However, The Wrestling Revolution staff stated Wrestlepalooza to be "Overall, a complete and total stinker from ECW! Just an atrocious show."

==Aftermath==
The feud between The Eliminators and The Dudley Boyz continued for the title after the event. On the June 26 episode of Hardcore TV, John Kronus lost the World Tag Team Championship to Dudleys in a handicap match due to his tag team partner Perry Saturn being injured and unable to compete.

Raven legitimately left ECW after losing to Tommy Dreamer and jumped ship to World Championship Wrestling (WCW). After a mid-card stint in WCW, Raven returned to ECW two years later on the September 3, 1999 episode of ECW on TNN.

Shane Douglas and Taz began a lengthy feud with each other which continued after Douglas entered the World Heavyweight Championship picture and eventually won the title. Their rivalry culminated at the Guilty as Charged event in 1999.

Rob Van Dam and Sabu's allegiance with WWF's Jerry Lawler at Wrestlepalooza led to Tommy Dreamer joining forces with The Sandman to represent ECW against the traitors and they engaged in a lengthy feud with RVD, Sabu and Lawler that would continue throughout the rest of the year, with their first major encounter taking place at Orgy of Violence where Dreamer and Sandman took on Sabu and RVD in a tag team match. At Heat Wave, Dreamer and Sandman teamed with color commentator Rick Rude to take on RVD, Sabu and Lawler in a steel cage match which ended in a no contest after Rude turned on Dreamer and Sandman.

**Data rows**:
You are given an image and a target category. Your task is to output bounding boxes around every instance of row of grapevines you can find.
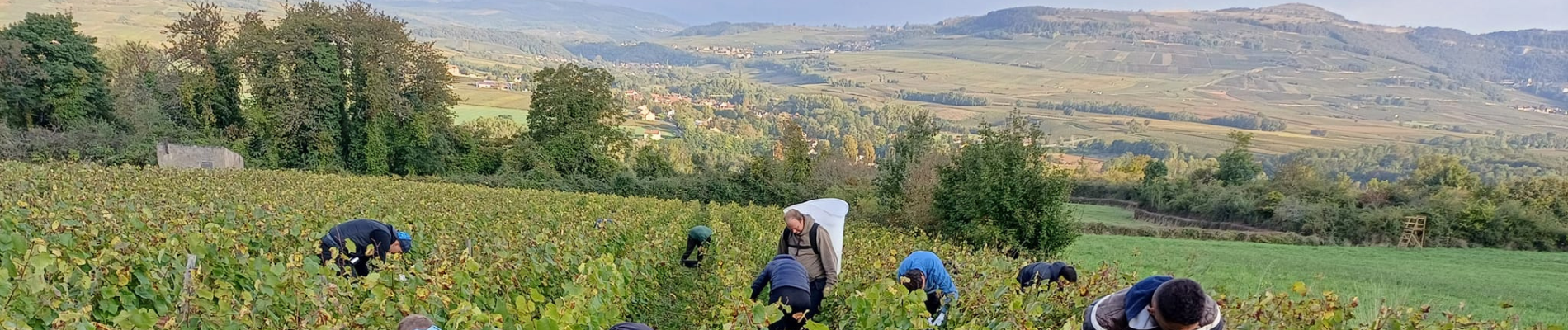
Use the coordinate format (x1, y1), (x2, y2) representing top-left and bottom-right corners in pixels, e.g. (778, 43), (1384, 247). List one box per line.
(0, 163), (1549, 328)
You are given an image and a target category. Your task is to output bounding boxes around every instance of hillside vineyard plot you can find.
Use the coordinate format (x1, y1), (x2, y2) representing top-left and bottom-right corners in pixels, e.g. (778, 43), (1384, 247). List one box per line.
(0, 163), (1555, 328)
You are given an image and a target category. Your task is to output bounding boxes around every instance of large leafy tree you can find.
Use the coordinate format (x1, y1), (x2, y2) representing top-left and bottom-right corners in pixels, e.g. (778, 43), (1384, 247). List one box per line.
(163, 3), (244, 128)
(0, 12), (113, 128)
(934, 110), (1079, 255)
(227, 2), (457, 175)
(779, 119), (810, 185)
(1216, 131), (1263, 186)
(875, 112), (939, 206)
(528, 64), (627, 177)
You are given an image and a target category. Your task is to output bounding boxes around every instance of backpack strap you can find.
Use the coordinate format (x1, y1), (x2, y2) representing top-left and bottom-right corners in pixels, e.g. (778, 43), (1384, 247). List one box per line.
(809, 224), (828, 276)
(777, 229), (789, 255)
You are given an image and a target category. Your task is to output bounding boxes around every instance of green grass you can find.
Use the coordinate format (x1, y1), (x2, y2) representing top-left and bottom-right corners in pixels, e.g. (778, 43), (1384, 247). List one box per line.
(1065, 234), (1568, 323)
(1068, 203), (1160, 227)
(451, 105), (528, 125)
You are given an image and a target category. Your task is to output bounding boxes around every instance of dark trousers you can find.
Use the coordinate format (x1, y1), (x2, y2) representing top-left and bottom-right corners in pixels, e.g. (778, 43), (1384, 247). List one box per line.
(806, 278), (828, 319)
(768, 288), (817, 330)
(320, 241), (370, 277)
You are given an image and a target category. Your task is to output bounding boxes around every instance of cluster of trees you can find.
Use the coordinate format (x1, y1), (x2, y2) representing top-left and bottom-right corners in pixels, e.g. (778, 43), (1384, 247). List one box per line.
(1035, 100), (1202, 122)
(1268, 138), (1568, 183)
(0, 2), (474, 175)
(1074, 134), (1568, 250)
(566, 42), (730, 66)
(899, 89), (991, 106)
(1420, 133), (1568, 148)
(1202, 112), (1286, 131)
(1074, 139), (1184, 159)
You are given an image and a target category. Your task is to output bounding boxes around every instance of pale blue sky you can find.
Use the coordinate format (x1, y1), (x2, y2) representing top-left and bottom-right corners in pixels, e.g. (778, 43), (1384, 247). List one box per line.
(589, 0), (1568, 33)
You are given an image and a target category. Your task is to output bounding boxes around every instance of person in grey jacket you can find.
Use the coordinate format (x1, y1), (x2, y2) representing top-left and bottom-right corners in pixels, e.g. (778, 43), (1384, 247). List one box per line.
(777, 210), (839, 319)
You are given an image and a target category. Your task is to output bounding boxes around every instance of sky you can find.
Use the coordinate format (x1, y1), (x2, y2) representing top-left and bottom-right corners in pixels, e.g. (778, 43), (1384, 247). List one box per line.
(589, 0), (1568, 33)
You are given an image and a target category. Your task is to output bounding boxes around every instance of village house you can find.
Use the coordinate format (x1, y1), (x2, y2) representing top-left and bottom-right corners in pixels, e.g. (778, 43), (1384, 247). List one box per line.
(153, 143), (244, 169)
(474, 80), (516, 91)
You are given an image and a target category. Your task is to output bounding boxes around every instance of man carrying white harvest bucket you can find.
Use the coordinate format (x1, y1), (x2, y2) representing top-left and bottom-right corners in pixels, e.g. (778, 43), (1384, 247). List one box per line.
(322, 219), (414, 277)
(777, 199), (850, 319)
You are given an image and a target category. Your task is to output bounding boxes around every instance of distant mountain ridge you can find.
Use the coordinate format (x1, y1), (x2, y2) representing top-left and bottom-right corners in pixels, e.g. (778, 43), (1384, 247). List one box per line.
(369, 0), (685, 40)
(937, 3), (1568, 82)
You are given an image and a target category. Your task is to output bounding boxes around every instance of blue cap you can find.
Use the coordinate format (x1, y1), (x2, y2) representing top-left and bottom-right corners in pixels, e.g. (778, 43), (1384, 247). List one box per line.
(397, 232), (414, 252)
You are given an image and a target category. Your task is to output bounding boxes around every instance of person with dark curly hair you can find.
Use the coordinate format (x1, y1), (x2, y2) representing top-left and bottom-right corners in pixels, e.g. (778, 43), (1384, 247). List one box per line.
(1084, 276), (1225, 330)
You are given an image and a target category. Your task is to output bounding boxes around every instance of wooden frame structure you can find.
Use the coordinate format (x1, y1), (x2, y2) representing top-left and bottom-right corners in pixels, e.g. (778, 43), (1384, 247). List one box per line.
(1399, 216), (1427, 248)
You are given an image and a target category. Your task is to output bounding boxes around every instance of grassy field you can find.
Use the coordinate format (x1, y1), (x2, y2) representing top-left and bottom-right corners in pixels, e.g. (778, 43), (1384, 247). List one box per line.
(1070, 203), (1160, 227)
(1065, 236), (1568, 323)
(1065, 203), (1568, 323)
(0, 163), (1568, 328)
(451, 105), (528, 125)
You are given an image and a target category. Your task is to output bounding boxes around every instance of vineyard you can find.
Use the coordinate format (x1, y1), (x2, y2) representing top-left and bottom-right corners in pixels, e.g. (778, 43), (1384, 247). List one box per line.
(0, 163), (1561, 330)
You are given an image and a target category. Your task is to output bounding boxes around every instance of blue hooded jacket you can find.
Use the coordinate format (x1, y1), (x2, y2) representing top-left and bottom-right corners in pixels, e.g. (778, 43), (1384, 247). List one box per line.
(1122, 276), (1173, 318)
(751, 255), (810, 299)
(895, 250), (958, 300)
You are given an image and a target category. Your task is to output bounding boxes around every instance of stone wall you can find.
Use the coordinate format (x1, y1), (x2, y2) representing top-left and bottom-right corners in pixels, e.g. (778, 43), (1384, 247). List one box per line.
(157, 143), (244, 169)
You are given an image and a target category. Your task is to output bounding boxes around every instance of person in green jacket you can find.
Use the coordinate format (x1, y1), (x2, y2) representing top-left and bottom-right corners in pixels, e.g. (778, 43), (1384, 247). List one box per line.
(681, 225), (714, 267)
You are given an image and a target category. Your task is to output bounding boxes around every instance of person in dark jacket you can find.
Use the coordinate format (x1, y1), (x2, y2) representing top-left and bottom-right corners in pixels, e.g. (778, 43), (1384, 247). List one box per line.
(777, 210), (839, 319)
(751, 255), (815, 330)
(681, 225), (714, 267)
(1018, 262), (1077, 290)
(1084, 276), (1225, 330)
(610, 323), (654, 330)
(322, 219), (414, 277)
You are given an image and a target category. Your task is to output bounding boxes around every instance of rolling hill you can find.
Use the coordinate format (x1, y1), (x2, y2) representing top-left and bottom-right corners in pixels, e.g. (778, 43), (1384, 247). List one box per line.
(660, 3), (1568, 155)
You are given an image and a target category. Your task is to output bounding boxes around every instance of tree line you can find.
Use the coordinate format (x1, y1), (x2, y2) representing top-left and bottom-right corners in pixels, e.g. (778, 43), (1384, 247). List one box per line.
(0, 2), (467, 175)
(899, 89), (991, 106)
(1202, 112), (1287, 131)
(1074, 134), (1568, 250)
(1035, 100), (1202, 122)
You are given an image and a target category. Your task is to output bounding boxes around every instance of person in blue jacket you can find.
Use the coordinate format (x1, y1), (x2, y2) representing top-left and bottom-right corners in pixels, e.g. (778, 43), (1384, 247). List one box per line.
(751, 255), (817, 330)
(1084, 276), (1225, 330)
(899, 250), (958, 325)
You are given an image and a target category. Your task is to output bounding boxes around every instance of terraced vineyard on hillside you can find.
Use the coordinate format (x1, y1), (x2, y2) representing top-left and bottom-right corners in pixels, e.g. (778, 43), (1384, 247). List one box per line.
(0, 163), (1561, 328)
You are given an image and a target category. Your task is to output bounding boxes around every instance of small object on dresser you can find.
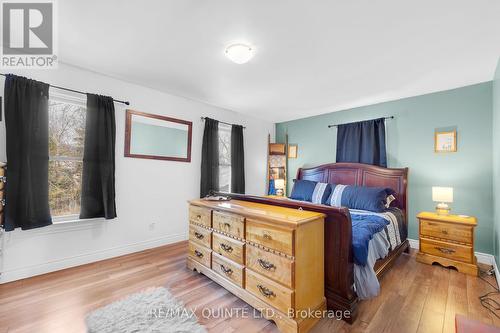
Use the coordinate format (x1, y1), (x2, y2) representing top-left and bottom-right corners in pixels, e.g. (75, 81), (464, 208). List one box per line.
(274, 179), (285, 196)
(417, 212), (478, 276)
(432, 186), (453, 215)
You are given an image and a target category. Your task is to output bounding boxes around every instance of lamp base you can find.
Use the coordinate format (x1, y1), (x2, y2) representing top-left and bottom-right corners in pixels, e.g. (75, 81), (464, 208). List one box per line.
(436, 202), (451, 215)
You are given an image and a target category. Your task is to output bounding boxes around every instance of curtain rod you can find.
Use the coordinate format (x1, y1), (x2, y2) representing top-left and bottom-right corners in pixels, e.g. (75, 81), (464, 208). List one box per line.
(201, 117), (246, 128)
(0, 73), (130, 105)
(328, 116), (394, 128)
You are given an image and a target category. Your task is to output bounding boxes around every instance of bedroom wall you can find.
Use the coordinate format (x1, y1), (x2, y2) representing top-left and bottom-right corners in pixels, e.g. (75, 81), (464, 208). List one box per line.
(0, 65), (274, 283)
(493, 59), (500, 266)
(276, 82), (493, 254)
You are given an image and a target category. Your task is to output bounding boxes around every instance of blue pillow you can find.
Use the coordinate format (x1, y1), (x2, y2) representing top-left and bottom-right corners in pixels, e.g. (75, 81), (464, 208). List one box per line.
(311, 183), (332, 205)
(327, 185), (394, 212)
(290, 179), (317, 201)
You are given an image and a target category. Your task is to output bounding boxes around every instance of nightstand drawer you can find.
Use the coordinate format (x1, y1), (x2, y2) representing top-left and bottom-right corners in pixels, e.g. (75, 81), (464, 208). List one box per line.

**Exercises**:
**1.** Which wrestling promotions are named in the Wrestlepalooza aftermath text? List each one.
**2.** Reproduce the Wrestlepalooza aftermath text word for word, starting with "Raven legitimately left" and going on through "event in 1999.".

**Solutions to the tasks**:
**1.**
- ECW
- World Championship Wrestling (WCW)
- WWF

**2.**
Raven legitimately left ECW after losing to Tommy Dreamer and jumped ship to World Championship Wrestling (WCW). After a mid-card stint in WCW, Raven returned to ECW two years later on the September 3, 1999 episode of ECW on TNN.

Shane Douglas and Taz began a lengthy feud with each other which continued after Douglas entered the World Heavyweight Championship picture and eventually won the title. Their rivalry culminated at the Guilty as Charged event in 1999.